Point-per-instance localization data
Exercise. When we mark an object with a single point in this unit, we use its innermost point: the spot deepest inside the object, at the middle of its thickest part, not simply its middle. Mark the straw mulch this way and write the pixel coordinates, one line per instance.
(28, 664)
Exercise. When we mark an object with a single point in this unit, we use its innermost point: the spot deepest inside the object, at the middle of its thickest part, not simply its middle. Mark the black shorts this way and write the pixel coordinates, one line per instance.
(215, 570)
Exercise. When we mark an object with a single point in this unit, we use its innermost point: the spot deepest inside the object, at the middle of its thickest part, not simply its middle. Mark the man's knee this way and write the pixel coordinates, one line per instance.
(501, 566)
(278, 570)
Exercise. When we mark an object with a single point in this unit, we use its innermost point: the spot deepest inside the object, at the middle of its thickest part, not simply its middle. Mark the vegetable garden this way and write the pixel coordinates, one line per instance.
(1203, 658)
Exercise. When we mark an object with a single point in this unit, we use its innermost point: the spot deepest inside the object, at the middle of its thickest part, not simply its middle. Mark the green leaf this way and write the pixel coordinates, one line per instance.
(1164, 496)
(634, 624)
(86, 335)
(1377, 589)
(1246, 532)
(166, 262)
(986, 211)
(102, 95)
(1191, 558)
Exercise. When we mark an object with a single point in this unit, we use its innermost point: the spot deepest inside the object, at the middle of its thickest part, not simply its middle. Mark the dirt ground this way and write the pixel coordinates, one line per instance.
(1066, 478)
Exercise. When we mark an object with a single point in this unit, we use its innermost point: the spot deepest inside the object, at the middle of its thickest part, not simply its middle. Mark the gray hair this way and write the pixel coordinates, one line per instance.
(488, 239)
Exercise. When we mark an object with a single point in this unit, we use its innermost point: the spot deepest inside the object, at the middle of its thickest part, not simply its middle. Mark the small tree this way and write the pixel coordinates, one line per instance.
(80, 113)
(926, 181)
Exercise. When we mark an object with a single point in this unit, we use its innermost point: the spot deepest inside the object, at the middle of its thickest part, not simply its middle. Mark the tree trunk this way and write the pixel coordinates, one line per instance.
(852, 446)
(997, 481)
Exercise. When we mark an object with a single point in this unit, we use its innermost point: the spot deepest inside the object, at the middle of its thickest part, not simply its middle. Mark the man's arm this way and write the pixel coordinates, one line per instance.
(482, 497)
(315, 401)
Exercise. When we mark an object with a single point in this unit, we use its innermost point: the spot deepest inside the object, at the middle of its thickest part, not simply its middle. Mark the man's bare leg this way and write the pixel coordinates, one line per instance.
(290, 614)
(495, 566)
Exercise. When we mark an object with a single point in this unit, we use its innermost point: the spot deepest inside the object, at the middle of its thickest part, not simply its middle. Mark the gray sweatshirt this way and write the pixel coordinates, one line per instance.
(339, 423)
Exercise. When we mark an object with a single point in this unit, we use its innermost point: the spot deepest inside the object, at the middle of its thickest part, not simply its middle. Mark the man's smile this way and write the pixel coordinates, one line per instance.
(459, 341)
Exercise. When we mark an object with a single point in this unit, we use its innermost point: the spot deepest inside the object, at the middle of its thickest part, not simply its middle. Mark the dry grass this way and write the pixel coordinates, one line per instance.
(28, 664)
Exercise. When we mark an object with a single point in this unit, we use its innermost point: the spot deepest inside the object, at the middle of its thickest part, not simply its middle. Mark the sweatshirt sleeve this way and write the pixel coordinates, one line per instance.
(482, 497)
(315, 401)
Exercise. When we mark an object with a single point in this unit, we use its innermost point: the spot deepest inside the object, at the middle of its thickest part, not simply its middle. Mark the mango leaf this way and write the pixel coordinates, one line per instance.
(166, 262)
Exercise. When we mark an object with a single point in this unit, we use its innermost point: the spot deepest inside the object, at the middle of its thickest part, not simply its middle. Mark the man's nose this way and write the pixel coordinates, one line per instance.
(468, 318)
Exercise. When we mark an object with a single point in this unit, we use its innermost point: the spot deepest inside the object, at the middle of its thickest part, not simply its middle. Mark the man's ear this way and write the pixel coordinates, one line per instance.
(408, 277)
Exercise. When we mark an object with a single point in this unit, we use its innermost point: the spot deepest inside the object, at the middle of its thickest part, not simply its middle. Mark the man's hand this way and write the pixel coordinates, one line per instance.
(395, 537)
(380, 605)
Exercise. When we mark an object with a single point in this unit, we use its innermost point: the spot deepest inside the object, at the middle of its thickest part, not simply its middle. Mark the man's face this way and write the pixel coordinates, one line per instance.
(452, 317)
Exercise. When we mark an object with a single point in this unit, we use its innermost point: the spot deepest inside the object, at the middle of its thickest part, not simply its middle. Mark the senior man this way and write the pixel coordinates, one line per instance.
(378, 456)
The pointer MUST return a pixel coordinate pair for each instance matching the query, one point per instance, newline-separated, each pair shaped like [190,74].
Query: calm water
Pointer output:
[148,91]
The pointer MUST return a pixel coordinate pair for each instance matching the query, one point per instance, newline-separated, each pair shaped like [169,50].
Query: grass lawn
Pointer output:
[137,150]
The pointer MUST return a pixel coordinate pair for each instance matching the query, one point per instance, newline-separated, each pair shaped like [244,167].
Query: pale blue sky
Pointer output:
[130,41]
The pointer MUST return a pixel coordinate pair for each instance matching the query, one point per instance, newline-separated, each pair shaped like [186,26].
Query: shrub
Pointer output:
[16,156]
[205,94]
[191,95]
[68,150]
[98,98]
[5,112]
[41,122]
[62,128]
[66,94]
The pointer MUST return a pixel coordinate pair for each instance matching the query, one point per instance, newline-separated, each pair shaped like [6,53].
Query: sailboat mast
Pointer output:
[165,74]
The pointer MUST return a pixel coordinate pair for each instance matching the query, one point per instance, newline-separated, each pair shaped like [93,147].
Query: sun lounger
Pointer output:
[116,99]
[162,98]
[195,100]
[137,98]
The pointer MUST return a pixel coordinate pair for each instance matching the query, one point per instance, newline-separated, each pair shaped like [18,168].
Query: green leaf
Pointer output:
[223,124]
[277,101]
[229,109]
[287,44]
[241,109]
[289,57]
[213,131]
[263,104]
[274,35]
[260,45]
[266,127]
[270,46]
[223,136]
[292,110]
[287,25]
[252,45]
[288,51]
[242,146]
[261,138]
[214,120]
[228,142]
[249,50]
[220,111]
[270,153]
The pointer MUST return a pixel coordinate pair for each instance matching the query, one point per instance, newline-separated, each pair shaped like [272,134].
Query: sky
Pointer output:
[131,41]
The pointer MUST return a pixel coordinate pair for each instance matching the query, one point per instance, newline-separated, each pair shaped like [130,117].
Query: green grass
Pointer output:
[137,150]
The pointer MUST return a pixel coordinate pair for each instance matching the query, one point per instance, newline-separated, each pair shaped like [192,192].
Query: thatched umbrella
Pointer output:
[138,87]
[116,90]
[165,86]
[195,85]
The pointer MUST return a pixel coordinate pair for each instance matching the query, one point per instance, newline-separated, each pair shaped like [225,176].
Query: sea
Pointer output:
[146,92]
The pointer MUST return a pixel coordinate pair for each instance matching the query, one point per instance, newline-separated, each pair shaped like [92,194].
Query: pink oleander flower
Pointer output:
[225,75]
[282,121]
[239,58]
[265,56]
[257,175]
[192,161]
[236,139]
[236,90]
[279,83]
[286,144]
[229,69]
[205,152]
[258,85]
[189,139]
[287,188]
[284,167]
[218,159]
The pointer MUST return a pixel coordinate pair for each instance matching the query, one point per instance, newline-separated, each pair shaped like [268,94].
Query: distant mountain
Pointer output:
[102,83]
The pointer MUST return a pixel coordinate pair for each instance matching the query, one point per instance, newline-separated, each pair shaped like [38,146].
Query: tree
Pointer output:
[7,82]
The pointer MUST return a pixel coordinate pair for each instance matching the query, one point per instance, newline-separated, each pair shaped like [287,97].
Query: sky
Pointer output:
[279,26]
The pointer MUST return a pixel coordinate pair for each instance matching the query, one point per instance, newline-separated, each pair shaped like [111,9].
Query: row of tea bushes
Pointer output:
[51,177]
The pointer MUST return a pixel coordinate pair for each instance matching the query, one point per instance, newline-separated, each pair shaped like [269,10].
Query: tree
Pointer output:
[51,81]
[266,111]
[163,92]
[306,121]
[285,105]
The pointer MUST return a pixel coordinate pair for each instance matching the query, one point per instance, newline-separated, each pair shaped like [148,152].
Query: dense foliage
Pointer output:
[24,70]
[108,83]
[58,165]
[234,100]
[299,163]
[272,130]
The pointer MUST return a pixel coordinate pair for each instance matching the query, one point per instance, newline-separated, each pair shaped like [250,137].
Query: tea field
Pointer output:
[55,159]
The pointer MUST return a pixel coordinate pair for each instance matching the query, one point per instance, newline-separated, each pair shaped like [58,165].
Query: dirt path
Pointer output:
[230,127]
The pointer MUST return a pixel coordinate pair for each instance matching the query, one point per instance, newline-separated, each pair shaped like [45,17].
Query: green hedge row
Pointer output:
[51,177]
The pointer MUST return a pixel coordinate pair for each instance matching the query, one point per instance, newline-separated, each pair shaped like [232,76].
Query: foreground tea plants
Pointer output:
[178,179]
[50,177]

Prompt
Repeat exactly the lines above from the one with "shaped like [92,194]." up to and including the one with "shaped like [250,137].". No other line belongs in the reply.

Solution for this task
The pointer MUST return a pixel coordinate pair for each instance matching the query, one point per instance, newline-separated, each pair shaped like [92,194].
Query: pink oleander flower
Pointer output:
[225,75]
[282,121]
[239,58]
[265,56]
[257,175]
[192,161]
[236,139]
[236,90]
[279,83]
[286,144]
[229,69]
[205,152]
[258,85]
[189,139]
[287,188]
[284,167]
[218,159]
The pointer MUST return a pixel coordinate pair for each instance matching the query, one point per instance, newline-separated, each pair shaped like [268,94].
Query: distant mountain
Pointer output:
[102,83]
The pointer MUST return a pixel coordinate pair for each instance matching the query, one point per instance, newline-separated, each pair shaped like [38,146].
Query: tree
Pointer output:
[7,82]
The pointer MUST return a pixel coordinate pair for each instance matching the query, one point per instance, newline-separated, each pair shaped like [287,97].
Query: sky
Pointer output:
[279,26]
The pointer MUST return a pixel coordinate pair for each instance matching the query, one point per instance, newline-separated, each pair shaped like [111,9].
Query: row of tea bushes
Pointer output:
[51,177]
The pointer MUST return a pixel coordinate pair for each instance matching the query, one point per instance, newline-separated, each pair shaped like [269,10].
Query: tree
Pointer output:
[51,81]
[266,111]
[163,92]
[306,121]
[285,105]
The pointer MUST return a pixel coordinate pair for each instance matching the query, one point per instance, newline-separated, each pair shaped like [148,152].
Query: dense foliage
Pointer output:
[24,70]
[108,83]
[58,165]
[234,100]
[299,163]
[272,130]
The pointer MUST return a pixel coordinate pair for each instance matching the query, one point per instance, newline-separated, each pair shaped like [250,137].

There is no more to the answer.